A recent article in the Washington Post announced a unique restaurant concept being test marketed by Darden Restaurants that holds promise for those of us concerned with the nutritional values of the food we eat when dining out.
Find out how to go out and eat and still stay on your diet. Follow these simple suggestions and you can go out and eat, whenever, without the guilt.
The Truth Would Probably Hurt
At Seasons 52, portions are true portion size, desserts are small and waiters can obtain nutrition values from hand held PCs. There is even talk to introduce legislation forcing restaurants to list nutrition values on all menu items. Restaurant execs are reluctant to do so (is there any wonder why?) citing that people usually watch what they eat at home but go out expecting to splurge and therefore, aren't concerned with the nutrition content for every menu item.
What You Don't Know Can Hurt You
As athletes concerned with the impact food has on our bodies and performance, most of us have social dining obligations with family, friends, and co-workers that out number our "splurge" days. While it's good to see many restaurants beginning to offer alternative menu items, there are still a few things we need to be aware of before digging in.

* * * *

**EXERCISE REQUIREMENTS**
**a)** Answer these questions from the article on eating out while dieting:
(i) Which company is test marketing the restaurant concept?
(ii) How can waiters at Seasons 52 obtain nutrition values?
(iii) Which newspaper announced the concept?
**b)** According to the article on eating out while dieting, why are restaurant executives reluctant to list nutrition values on all menu items? Answer in one to three sentences.
**c)** Extend the article on eating out while dieting, picking up after its final sentence.

**MATERIAL PROVIDED**
* * * *

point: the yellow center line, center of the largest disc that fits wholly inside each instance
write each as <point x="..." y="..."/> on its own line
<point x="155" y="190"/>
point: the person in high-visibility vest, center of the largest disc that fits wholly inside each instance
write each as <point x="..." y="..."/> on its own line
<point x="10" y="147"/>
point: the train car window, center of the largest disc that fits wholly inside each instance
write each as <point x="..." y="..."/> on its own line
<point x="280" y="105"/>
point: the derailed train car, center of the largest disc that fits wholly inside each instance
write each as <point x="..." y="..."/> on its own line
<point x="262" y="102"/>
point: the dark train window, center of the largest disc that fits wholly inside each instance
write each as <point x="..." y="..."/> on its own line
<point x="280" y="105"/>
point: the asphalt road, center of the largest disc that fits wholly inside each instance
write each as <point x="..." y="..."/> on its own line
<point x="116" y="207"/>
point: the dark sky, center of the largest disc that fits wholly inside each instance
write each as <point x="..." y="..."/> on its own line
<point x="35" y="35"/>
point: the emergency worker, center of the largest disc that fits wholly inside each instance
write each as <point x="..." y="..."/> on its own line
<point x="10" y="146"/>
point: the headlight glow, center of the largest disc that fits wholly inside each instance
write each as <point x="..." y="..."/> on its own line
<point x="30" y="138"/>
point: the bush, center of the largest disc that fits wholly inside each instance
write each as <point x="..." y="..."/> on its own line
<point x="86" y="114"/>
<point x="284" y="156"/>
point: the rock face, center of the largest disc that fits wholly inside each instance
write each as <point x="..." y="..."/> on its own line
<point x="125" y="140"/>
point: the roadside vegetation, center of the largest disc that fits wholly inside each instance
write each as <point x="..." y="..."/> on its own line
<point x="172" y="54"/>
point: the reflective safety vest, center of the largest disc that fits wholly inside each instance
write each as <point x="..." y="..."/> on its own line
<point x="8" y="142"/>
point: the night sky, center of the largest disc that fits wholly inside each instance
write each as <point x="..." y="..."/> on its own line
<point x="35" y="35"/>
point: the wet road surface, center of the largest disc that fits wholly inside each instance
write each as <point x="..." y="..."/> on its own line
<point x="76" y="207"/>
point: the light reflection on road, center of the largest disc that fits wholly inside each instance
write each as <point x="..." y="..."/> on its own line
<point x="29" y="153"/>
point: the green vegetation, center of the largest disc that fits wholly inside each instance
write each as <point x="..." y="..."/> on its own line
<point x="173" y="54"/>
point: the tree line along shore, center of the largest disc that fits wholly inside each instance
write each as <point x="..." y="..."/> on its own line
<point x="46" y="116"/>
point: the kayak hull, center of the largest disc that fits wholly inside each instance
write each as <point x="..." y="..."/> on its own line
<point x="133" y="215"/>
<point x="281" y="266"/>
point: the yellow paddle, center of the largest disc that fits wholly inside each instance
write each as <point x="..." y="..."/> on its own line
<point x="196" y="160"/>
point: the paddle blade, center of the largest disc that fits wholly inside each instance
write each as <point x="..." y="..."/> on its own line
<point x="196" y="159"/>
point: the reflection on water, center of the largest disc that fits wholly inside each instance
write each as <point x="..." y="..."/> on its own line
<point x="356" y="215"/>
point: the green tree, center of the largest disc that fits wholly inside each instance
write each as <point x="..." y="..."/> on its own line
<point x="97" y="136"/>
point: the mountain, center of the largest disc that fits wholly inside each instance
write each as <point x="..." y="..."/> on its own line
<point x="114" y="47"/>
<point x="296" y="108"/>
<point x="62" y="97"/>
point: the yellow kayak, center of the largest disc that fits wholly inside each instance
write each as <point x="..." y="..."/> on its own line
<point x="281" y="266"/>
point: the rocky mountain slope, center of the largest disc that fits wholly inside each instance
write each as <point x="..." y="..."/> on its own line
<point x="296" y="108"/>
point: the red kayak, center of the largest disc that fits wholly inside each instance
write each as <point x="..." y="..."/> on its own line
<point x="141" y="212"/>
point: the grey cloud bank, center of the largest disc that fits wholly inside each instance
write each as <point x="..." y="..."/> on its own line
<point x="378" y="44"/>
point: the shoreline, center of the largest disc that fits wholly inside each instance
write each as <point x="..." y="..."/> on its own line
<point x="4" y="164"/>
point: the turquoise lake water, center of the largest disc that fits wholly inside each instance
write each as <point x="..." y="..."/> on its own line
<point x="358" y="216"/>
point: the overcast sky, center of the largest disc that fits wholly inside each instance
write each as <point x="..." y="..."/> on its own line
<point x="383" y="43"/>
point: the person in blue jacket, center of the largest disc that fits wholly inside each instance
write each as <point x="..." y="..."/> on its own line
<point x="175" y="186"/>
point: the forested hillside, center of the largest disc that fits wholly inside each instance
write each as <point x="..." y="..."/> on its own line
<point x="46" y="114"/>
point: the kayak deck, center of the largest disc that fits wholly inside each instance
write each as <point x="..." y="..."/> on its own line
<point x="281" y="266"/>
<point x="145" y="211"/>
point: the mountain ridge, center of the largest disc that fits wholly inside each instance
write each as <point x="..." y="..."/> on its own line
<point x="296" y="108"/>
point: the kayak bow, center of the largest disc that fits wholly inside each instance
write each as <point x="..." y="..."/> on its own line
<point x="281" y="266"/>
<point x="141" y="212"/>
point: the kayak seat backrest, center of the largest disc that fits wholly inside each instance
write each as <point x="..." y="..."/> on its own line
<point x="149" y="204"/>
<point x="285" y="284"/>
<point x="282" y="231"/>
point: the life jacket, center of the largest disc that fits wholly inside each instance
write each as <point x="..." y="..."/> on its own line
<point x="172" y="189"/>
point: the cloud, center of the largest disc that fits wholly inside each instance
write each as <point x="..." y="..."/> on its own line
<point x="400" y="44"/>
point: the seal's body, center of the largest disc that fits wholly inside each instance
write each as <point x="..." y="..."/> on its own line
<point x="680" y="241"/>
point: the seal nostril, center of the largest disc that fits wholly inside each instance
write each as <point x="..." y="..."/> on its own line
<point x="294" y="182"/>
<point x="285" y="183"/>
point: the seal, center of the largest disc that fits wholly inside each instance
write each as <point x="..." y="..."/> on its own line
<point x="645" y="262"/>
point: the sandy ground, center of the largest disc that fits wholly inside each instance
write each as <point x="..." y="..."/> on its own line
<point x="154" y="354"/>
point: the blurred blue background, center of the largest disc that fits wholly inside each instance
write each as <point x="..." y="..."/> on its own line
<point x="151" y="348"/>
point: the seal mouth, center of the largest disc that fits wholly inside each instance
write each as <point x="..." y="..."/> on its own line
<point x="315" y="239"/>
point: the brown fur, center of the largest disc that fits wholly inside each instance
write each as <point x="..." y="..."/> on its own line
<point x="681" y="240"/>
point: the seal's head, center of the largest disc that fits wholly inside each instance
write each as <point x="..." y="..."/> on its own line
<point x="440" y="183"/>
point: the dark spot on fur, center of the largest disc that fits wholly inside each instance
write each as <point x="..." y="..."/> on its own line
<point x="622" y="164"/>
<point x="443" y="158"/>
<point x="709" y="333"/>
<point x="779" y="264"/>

* * * *

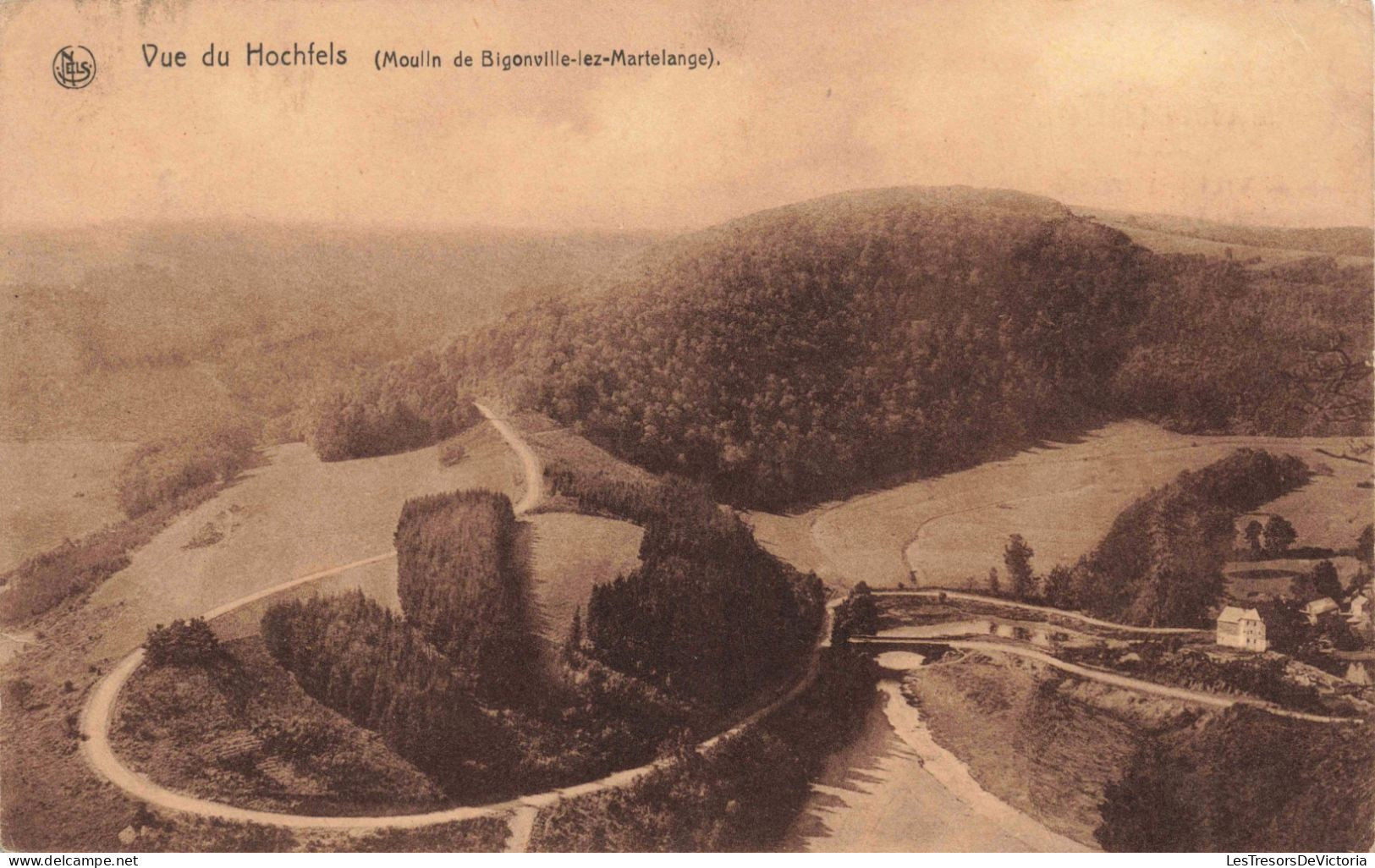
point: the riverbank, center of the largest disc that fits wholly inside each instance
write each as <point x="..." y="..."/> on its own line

* * * *

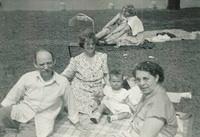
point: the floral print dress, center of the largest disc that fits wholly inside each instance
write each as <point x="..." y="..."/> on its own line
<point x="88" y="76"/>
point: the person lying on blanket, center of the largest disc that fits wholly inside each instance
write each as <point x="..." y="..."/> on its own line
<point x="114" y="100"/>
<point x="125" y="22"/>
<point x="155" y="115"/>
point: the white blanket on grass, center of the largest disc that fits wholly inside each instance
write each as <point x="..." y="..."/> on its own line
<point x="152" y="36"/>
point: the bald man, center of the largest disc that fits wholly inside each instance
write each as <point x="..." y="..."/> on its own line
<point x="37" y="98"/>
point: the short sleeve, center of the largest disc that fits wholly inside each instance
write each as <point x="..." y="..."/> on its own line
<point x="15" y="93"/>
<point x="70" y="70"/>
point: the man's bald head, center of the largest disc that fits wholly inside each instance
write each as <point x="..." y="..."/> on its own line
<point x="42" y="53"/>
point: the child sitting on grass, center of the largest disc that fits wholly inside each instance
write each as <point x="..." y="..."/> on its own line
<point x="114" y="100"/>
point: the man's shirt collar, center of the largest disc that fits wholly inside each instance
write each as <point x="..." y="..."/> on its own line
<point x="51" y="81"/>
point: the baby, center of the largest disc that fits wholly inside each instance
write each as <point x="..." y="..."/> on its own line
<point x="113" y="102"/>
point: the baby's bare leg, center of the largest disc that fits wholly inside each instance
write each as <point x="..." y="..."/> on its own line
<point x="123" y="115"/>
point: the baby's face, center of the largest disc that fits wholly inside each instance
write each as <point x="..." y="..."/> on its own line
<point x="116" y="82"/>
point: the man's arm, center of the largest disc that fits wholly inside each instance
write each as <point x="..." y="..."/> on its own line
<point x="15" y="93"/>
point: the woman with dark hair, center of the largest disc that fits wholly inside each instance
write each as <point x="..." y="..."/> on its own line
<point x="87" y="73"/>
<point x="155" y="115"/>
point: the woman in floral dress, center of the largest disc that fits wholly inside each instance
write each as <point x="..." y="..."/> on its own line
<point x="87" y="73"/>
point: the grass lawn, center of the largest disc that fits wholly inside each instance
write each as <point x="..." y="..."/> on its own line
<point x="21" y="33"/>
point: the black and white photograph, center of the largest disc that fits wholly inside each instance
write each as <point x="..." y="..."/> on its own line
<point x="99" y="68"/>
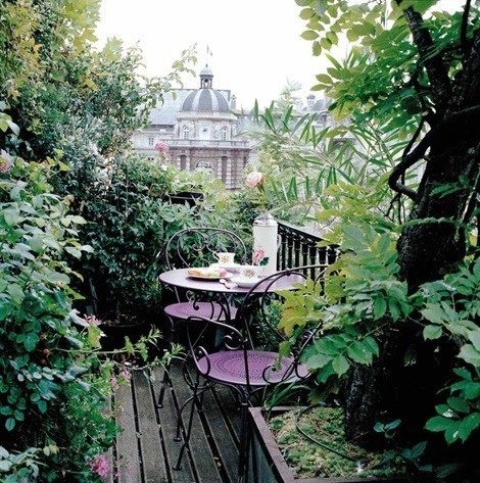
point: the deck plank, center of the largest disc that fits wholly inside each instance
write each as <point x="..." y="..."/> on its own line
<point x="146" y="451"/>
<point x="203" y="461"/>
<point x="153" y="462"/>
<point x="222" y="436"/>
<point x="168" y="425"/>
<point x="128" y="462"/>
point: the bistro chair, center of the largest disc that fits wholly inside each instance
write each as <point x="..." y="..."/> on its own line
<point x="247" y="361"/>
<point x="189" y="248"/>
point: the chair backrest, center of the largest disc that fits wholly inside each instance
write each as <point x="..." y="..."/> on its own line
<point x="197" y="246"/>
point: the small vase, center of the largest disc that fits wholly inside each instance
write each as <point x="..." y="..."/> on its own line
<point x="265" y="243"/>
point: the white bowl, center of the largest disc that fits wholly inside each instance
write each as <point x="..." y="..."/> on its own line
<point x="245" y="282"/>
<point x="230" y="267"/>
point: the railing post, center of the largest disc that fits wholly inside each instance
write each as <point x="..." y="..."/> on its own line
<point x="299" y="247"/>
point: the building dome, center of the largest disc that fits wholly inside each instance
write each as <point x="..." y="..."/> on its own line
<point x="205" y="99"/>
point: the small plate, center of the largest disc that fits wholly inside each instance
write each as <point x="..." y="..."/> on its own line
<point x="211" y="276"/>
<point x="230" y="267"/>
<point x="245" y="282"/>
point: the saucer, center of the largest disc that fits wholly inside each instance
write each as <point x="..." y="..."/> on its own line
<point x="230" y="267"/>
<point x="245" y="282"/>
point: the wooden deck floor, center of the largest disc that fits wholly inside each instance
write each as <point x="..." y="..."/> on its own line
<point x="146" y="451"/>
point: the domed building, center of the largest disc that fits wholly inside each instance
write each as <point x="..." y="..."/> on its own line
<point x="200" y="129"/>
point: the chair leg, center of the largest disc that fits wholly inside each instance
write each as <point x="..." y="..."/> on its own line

* * * *

**RESULTS**
**a)**
(i) Darden Restaurants.
(ii) From hand held PCs.
(iii) The Washington Post.

**b)** They say people usually watch what they eat at home but go out expecting to splurge. As a result, those diners aren't concerned with the nutrition content of every menu item.

**c)**
Without knowing what ingredients or preparation methods have been used, it's up to you to lookout for yourself. Even something as innocent as the "grilled chicken" or "petite sirloin" may have a large serving spoon of melted butter splashed on it (known as "go juice" in some restaurants) for the sake of providing a glistening peice of meat to your table.
There may be other reasons why your steak is so juicy aside from it being a good cut cooked just right!
Diet Damage Control
Diet distasters when dining out can be headed off by following a few simple strategies.
1. Read The Menu
It may be obvious to avoid ordering items with words like "creamy", "deep fried", or "super-sized" but don't allow the appearance of "safe" words like "steamed", "baked", or "grilled" to give you carte blanche. What sides will come with it? Is it smothered in cheese? Does the salad have bacon, cheese, croutons (usually dipped into oil & baked), or pepperoni in it? Will those factors outweigh the grilled benefits?
2. Ask Questions
Don't be shy or feel as though you are being annoying just because you ask questions about the menu. A good server will be able to answer your food preparation or ingredient questions or offer to find out for you before you order. If they do not respond with confident answers or seem as though they are only pretending to know, you are better off avoiding the item altogether.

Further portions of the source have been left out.